Consigne: Reproduisez, s'il vous plaît, sans rien changer, le passage du texte sur le code compact qui commence aux mots « À l'époque où » et s'arrête après « l'aide de fils. ».

Texte source:

Code compact et logiciel écoénergétique

À l'époque où les microprocesseurs sur puce venaient d'être inventés, les étudiants de premier cycle en ingénierie avaient souvent un avant-goût de la véritable programmation informatique sur des machines comme le mini-ordinateur PDP-11 de DEC. En plus d'essayer d'écrire des programmes qui fonctionnaient correctement sur le PDP-11, les étudiants de l'époque devaient également rendre leur code compact. Dans ces premiers cours d'informatique, les étudiants s'attiraient les foudres de leurs professeurs lorsqu'ils rendaient des programmes comportant 20 lignes de code assembleur qui auraient pu tenir en 15 lignes. La raison de leur consternation était évidemment que la mémoire coûtait cher. Le PDP-11 ne disposait généralement que de 4096 mots (16 bits) de mémoire de lecture/écriture contenant des noyaux magnétiques de 22 mil auxquels on accédait à l'aide de fils.

Ordinateur PDP-11 de Digital Equipment Corporation (DEC). (Source de l'image : flickr)

Données enregistrées:
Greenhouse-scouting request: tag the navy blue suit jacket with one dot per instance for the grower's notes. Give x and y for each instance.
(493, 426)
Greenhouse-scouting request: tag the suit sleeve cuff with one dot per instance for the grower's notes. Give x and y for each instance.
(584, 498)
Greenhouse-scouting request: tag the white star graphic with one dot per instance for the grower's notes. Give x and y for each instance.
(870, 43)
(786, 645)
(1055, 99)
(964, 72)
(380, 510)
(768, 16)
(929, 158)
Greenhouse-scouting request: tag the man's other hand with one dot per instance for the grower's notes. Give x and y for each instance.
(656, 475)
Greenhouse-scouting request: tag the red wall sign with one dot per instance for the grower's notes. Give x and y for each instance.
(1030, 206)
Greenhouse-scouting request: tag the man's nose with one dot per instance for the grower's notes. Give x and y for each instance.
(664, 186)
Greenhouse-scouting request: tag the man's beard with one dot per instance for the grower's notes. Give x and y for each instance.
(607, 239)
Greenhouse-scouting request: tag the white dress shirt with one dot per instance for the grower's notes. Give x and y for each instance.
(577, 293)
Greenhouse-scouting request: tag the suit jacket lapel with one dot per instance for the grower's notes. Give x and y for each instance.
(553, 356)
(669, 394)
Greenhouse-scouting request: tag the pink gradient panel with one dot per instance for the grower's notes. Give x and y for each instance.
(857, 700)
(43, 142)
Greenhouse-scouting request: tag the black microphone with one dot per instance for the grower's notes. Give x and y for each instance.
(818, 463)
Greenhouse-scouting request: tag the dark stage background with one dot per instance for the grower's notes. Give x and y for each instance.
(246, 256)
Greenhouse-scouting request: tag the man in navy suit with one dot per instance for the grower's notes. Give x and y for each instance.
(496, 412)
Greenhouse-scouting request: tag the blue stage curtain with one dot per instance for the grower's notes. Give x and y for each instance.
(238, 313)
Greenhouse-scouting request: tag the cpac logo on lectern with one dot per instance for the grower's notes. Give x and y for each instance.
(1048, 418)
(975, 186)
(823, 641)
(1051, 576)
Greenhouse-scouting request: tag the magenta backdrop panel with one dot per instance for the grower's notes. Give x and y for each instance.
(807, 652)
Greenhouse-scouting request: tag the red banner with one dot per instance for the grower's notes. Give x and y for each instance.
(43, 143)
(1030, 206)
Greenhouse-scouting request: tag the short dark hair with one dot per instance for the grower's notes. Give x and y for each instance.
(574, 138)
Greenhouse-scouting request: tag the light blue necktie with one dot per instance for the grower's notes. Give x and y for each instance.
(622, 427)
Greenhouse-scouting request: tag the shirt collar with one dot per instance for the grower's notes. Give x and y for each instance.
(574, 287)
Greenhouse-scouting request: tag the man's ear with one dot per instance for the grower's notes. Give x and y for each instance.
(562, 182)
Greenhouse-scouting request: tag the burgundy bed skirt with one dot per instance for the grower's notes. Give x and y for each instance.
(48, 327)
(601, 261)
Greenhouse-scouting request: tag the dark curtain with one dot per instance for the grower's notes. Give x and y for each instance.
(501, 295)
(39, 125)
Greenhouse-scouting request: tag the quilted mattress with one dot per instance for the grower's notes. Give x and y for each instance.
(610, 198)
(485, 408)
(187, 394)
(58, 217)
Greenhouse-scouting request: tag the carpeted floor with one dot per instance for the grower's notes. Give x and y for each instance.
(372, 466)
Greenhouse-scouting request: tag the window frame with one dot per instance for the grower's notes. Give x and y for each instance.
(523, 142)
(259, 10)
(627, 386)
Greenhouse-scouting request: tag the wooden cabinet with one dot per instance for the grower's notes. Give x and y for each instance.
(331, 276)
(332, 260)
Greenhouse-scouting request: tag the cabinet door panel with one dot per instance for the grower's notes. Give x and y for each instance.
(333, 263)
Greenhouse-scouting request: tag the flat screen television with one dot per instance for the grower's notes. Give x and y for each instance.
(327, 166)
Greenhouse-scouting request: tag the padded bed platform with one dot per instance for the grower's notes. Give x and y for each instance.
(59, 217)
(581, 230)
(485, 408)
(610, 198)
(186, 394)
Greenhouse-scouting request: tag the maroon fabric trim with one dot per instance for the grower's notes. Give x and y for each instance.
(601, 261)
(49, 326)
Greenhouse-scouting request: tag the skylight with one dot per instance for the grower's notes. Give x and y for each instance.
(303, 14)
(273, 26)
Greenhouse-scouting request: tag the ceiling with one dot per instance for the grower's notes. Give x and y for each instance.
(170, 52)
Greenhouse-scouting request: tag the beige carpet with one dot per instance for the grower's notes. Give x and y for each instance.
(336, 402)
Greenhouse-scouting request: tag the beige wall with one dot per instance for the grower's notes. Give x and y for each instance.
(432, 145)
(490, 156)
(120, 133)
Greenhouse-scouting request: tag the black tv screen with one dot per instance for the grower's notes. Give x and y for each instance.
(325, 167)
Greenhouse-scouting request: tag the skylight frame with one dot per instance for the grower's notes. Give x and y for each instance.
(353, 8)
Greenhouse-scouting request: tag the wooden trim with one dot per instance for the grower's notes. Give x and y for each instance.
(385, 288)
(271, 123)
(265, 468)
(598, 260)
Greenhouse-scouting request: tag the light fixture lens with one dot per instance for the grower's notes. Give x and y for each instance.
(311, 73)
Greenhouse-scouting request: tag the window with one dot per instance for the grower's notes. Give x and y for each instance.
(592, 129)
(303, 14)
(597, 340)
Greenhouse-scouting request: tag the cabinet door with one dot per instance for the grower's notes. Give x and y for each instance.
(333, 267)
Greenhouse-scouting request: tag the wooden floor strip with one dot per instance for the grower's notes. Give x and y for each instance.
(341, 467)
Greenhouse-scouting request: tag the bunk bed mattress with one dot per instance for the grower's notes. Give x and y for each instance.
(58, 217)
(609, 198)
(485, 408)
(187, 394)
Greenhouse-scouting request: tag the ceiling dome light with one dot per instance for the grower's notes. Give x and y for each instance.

Réponse:
À l'époque où les microprocesseurs sur puce venaient d'être inventés, les étudiants de premier cycle en ingénierie avaient souvent un avant-goût de la véritable programmation informatique sur des machines comme le mini-ordinateur PDP-11 de DEC. En plus d'essayer d'écrire des programmes qui fonctionnaient correctement sur le PDP-11, les étudiants de l'époque devaient également rendre leur code compact. Dans ces premiers cours d'informatique, les étudiants s'attiraient les foudres de leurs professeurs lorsqu'ils rendaient des programmes comportant 20 lignes de code assembleur qui auraient pu tenir en 15 lignes. La raison de leur consternation était évidemment que la mémoire coûtait cher. Le PDP-11 ne disposait généralement que de 4096 mots (16 bits) de mémoire de lecture/écriture contenant des noyaux magnétiques de 22 mil auxquels on accédait à l'aide de fils.